Below, reproduce word for word the lines that start with the one containing "the wet sand." and continue through the last line of the rows.
[RECORD SET start]
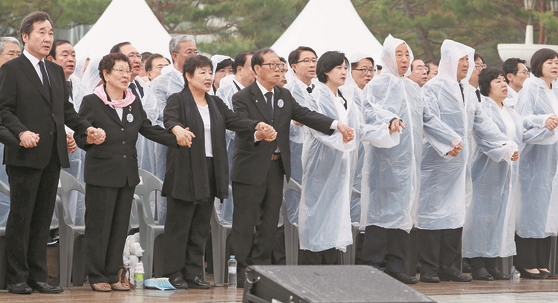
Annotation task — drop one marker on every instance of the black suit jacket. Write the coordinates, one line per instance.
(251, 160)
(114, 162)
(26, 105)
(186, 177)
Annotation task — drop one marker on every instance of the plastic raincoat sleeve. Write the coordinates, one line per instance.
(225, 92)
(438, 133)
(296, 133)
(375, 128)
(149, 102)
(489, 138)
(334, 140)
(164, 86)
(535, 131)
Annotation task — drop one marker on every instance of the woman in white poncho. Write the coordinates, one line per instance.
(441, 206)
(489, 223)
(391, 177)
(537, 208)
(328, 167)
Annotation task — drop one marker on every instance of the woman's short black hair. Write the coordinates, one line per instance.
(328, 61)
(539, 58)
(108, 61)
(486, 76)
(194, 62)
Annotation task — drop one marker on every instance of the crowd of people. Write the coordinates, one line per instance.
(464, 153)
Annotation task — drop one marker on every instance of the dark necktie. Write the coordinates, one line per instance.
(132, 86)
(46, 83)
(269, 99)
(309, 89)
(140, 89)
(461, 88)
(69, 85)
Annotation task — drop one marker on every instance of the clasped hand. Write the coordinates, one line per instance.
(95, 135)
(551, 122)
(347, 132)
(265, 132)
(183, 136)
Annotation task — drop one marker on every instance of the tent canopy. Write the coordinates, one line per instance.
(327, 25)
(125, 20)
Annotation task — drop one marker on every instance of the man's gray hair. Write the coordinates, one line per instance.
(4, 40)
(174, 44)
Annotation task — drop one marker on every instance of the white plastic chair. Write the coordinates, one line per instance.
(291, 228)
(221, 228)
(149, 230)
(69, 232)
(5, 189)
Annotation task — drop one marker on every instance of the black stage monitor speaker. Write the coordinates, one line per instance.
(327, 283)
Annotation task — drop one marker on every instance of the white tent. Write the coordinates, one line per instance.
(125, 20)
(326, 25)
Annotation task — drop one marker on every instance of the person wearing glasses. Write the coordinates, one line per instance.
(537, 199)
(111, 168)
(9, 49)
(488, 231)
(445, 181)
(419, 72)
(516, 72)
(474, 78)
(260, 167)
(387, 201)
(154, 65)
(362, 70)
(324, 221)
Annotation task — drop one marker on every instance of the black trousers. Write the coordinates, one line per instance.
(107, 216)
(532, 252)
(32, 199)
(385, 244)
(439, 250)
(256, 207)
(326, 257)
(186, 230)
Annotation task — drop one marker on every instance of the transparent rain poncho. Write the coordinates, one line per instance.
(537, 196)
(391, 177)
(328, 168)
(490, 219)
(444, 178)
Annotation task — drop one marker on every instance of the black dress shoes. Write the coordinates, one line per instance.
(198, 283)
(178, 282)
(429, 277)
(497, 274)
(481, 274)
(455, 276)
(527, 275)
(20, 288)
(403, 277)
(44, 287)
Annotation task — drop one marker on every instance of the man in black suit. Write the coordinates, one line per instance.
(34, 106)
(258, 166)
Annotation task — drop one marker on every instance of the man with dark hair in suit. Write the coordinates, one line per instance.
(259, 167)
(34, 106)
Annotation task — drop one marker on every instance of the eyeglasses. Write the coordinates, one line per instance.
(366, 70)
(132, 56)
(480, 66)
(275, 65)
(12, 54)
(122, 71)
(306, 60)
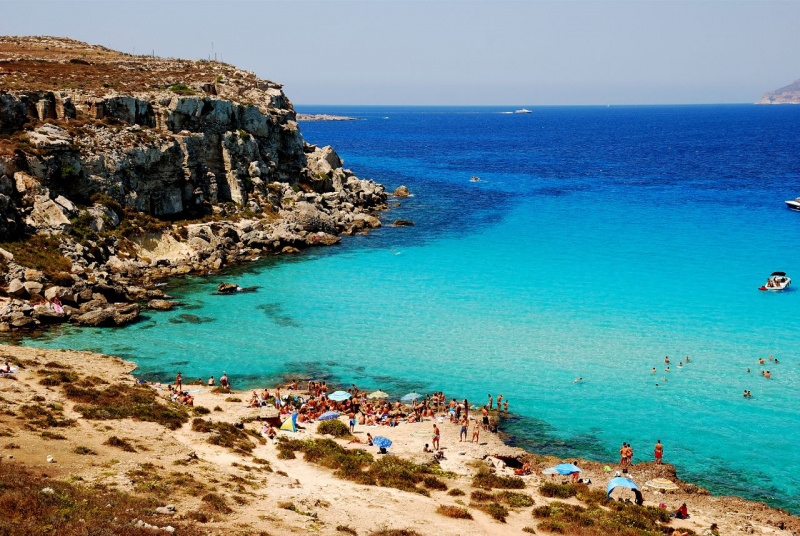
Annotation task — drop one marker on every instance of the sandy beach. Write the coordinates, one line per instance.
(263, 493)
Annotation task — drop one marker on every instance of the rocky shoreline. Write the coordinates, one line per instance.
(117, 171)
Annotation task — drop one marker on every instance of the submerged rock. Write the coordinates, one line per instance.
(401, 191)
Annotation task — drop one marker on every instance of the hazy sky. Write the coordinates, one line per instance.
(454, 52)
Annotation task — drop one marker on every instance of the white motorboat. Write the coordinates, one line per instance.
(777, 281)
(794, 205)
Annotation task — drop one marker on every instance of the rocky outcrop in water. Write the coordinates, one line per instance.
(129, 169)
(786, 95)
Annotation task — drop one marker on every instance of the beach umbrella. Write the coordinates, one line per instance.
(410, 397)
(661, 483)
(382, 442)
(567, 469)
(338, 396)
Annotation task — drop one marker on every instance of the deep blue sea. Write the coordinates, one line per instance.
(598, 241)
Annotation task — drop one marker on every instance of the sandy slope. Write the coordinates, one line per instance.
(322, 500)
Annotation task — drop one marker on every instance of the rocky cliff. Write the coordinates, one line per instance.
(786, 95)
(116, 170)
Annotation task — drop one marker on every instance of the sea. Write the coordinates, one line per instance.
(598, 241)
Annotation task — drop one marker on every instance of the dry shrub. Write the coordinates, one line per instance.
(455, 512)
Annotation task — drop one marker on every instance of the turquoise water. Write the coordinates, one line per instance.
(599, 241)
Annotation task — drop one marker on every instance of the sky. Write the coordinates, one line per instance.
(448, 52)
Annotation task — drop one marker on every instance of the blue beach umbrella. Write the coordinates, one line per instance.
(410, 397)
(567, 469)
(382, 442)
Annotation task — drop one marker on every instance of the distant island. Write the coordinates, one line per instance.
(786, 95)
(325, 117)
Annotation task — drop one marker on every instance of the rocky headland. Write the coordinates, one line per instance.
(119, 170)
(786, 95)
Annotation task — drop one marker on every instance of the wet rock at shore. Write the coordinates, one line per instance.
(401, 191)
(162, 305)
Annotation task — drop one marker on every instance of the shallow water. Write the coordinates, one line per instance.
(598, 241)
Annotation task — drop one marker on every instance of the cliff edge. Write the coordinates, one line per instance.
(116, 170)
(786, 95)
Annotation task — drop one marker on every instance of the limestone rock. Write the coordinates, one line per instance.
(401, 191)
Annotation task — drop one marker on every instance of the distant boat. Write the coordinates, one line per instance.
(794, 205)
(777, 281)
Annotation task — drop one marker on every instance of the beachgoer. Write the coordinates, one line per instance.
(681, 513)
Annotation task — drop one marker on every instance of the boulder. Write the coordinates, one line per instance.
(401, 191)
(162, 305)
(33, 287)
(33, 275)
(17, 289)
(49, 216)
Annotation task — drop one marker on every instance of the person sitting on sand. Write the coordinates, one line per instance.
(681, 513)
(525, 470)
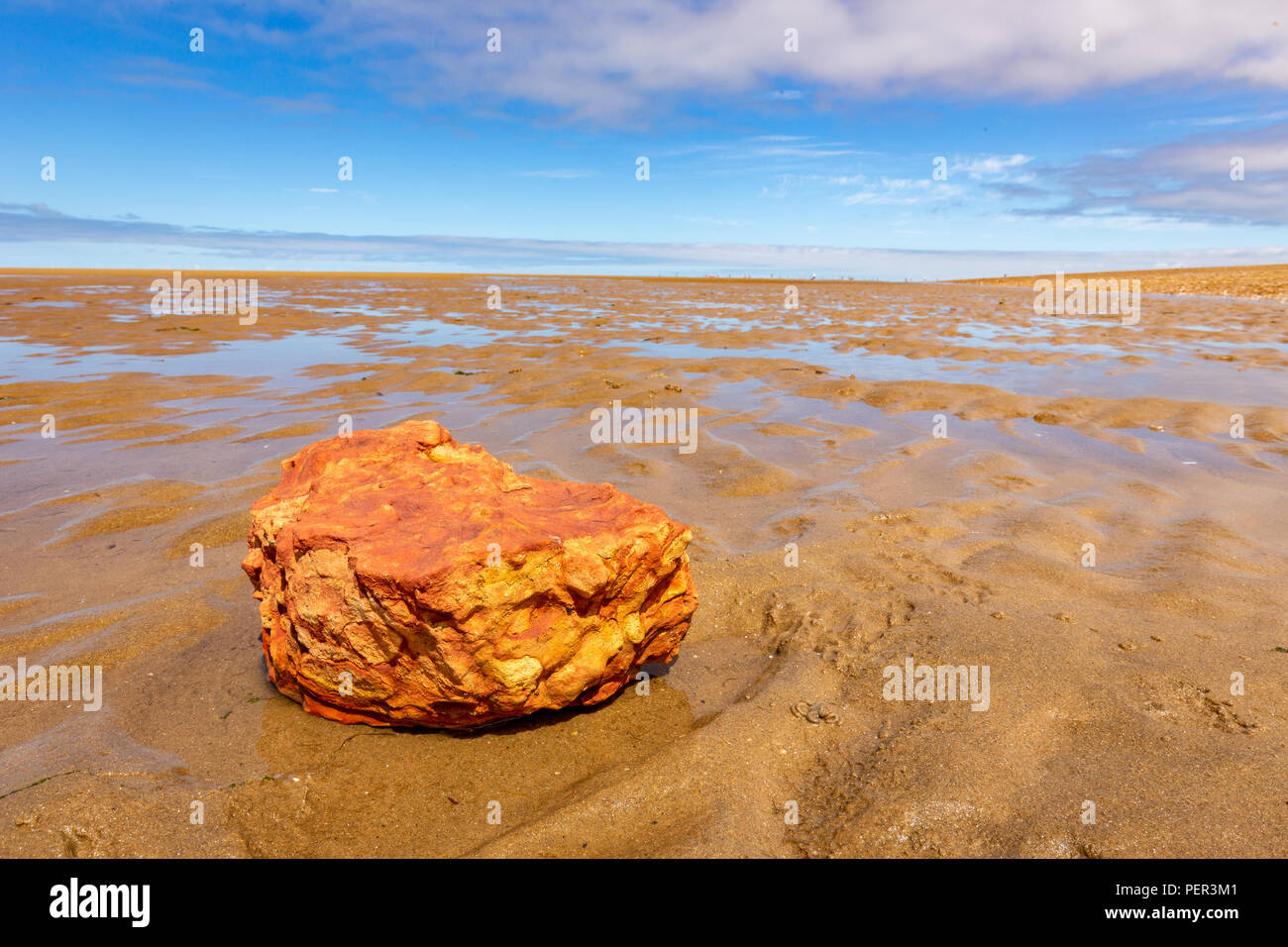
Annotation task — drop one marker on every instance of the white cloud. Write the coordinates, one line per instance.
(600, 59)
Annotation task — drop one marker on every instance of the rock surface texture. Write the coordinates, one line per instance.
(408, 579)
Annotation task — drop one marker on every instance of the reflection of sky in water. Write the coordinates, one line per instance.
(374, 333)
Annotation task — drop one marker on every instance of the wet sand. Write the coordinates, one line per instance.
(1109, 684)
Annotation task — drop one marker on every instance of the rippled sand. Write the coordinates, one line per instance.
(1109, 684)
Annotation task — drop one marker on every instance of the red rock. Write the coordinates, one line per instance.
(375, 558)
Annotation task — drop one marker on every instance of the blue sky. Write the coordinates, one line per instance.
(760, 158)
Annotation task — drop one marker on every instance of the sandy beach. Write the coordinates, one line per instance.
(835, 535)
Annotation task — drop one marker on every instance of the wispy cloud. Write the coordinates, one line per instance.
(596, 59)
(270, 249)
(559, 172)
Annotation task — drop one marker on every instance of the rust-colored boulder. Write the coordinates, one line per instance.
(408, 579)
[RECORD SET end]
▸ COMPLETE RESPONSE:
Annotation task — drop one marker on every instance of the wet sand. Write the coordinates, one line per instance.
(1109, 684)
Annotation task — drop one marker on every instance of the rippled sand. Write the coordinates, one line per instance.
(1109, 684)
Annotation task — drop one marker on every instance of the red rock. Write the coordinates, one line per instance.
(375, 558)
Annotation task — drop one marker on every instance of the blue sky. Write the coordinates, one line per instance.
(760, 158)
Annotation task — drop one marker on every instance of the sandy beach. Write the coordinates, one line per instance.
(835, 535)
Annotation task — drop one marker on every instance of the wispy cloud. Write the coordinates, one line per instance.
(596, 59)
(270, 249)
(559, 172)
Annotation task — drop one marker on every instance of the rust-colored boulder. Write the coordinates, one line per instance.
(408, 579)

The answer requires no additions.